* [Alıntı]
● ● ●

Biden yönetiminin İran’ın Suriye’deki tehditlerine karşı koymak için ‘net bir planı yok’

ABD Savunma Bakanlığı Sözcüsü John Kirby (AP)
ABD Savunma Bakanlığı Sözcüsü John Kirby (AP)
TT

Biden yönetiminin İran’ın Suriye’deki tehditlerine karşı koymak için ‘net bir planı yok’

ABD Savunma Bakanlığı Sözcüsü John Kirby (AP)
ABD Savunma Bakanlığı Sözcüsü John Kirby (AP)

Washington’daki uzmanlar, ABD Başkanı Joe Biden yönetiminin Suriye’de İran ile yüzleşmek için ‘net bir planı’ olmadığına inanırken, ABD Savunma Bakanlığı Sözcüsü (Pentagon) John Kirby, ABD’nin Suriye ve Irak’ta saldırıların artmasını beklediğini ve bu saldırılar karşısında kendini savunmaya hazır olduğunu söyledi.
Kirby konuya ilişkin açıklamasında, “Suriye’deki son saldırılar, kuvvetlerimizin proaktif önlem ve adımlar atmaya hazır olduğunu gösterdi. Güçlerimize füze saldırısı düzenlemek için hazırlıkların yapıldığı Yeşil Bölge civarındaki bir alana gerçekleştirilen saldırıda da aynısı oldu. Güçlerimizi korumak, sahip olduğumuz bilgiler ve koruma yetkilerimizle yapmamız gerekeni yapmak anlamına gelir” dedi.
Irak konusunda ise Kirby, “Irak güvenlik güçlerine danışmanlık ve yardım yaptığımız muharebe görevlerimizin sona ermesinden sonra görev farklıydı. Ancak bu, liderlerimizin kendilerini ve güçlerini savunmak için daha az yeteneğe veya daha az sorumluluğa sahip olduğu anlamına gelmez” şeklinde konuştu.

● ● ●

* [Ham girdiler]

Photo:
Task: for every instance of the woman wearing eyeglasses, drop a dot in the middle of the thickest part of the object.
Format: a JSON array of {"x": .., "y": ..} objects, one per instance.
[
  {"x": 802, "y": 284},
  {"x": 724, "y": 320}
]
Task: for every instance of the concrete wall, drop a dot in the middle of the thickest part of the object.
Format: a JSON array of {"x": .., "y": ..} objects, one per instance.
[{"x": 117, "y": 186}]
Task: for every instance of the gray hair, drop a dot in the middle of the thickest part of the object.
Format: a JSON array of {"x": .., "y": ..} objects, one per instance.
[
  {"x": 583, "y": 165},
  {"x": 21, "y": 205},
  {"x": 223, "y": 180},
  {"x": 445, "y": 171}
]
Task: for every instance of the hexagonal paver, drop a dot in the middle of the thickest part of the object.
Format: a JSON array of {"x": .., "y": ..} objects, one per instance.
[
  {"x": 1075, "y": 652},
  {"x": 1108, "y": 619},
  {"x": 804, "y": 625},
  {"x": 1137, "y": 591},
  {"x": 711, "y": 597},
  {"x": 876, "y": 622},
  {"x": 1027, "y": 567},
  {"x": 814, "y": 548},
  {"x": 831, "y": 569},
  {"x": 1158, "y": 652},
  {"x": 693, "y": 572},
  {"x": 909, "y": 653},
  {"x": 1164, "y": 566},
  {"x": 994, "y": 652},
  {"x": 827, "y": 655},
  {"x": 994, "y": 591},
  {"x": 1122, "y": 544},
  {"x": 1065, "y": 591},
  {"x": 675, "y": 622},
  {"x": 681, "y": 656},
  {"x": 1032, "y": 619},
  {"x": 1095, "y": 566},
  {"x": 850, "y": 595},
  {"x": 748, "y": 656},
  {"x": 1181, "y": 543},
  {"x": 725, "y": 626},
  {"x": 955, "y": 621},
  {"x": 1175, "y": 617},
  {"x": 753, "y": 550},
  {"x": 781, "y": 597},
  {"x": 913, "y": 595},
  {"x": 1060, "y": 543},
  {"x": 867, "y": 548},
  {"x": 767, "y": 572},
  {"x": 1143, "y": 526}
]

● ● ●

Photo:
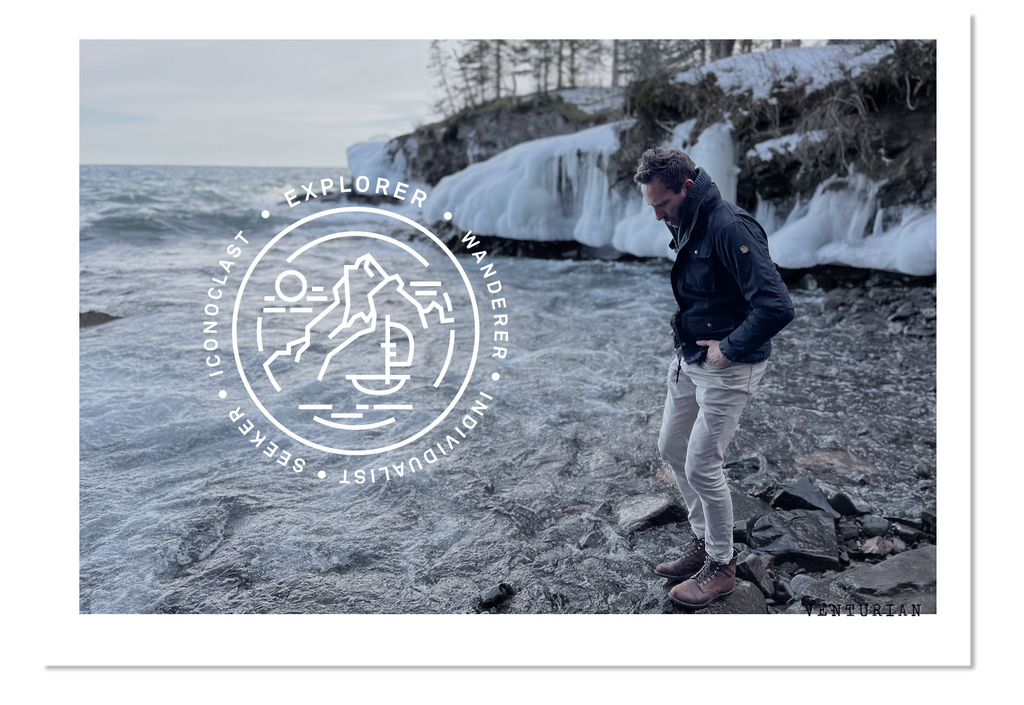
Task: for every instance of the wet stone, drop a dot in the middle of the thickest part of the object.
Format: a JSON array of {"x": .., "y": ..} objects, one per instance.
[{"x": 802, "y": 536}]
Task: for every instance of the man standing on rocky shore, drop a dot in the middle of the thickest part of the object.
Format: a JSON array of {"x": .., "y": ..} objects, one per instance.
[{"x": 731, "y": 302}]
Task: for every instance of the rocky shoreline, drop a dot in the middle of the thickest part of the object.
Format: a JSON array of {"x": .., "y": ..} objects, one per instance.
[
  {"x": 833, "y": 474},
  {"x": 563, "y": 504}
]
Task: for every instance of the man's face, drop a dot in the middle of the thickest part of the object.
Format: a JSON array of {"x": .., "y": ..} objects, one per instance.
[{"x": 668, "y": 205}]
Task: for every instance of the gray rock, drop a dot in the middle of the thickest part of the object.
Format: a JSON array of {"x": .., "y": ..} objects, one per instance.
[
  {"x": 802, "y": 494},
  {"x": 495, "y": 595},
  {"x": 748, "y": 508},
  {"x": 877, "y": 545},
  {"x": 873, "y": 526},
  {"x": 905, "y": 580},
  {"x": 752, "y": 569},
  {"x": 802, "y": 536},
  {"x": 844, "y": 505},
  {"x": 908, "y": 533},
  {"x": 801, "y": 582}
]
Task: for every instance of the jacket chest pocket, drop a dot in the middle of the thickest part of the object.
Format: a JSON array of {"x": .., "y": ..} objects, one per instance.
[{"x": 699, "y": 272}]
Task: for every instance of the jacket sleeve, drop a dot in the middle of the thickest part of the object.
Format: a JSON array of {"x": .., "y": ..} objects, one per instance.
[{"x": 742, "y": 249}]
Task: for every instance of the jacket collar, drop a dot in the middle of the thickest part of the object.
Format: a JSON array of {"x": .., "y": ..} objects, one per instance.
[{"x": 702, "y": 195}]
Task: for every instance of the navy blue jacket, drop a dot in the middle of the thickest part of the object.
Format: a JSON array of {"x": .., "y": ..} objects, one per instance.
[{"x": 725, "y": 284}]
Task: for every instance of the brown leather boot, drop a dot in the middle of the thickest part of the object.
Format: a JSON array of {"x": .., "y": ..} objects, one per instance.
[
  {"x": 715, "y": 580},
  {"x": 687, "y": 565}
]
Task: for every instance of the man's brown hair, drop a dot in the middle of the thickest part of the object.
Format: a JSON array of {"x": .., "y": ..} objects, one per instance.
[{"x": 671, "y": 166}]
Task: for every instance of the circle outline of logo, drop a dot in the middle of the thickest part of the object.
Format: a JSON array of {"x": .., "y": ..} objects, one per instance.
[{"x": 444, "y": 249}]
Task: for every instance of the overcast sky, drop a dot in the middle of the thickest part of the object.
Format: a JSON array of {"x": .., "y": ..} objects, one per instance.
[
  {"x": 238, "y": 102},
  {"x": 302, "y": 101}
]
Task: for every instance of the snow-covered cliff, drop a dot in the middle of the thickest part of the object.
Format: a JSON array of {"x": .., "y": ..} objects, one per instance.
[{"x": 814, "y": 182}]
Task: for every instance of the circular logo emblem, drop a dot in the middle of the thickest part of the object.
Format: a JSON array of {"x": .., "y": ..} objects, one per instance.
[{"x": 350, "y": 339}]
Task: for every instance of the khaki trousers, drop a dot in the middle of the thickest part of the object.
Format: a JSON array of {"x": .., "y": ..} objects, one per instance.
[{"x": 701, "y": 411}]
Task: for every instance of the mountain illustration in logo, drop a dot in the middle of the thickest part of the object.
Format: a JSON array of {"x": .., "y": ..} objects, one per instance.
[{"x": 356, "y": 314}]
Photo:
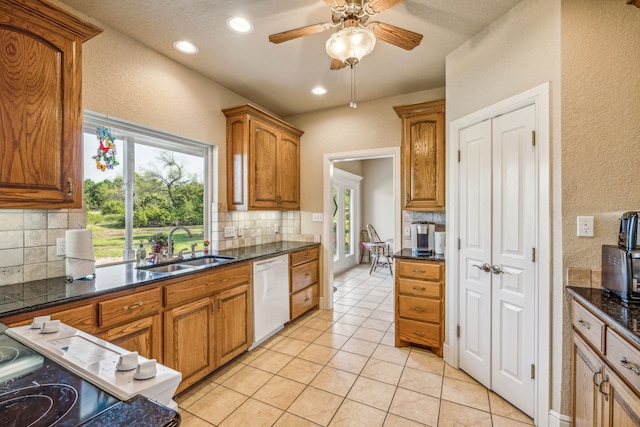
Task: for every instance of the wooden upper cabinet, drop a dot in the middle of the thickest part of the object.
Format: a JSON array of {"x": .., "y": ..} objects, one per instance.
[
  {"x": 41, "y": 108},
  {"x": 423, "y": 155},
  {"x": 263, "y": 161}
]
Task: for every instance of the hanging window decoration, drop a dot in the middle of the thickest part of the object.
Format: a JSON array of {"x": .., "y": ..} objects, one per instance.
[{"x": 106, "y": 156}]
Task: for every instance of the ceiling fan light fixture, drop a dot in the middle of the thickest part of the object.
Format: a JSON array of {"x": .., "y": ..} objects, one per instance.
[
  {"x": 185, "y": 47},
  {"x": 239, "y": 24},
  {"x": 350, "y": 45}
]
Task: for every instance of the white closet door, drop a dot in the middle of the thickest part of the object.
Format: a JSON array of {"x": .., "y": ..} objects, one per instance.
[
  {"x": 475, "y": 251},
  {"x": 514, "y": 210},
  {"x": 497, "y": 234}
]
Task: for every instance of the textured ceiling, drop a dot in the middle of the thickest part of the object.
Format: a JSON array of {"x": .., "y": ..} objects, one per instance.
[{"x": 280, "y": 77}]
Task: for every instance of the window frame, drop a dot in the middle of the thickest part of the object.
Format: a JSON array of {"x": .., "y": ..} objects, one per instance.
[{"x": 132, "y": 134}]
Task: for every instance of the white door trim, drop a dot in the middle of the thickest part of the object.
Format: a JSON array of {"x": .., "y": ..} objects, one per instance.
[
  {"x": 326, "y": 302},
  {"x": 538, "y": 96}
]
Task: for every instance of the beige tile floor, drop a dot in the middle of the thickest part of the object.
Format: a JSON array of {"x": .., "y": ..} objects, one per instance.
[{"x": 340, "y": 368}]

● ● ●

* [Görev listesi]
A. Alıntıdaki "Washington’daki uzmanlar, ABD" sözlerinin geçtiği yerden başlayıp "hazır olduğunu söyledi." sözlerinden sonra biten kısmı birebir yazın.
B. Alıntıya göre Kirby, ABD'nin Suriye ve Irak'ta neyin artmasını beklediğini söyledi?

* [Alıştırma sonuçları]
A.
Washington’daki uzmanlar, ABD Başkanı Joe Biden yönetiminin Suriye’de İran ile yüzleşmek için ‘net bir planı’ olmadığına inanırken, ABD Savunma Bakanlığı Sözcüsü (Pentagon) John Kirby, ABD’nin Suriye ve Irak’ta saldırıların artmasını beklediğini ve bu saldırılar karşısında kendini savunmaya hazır olduğunu söyledi.

B. Saldırıların artmasını.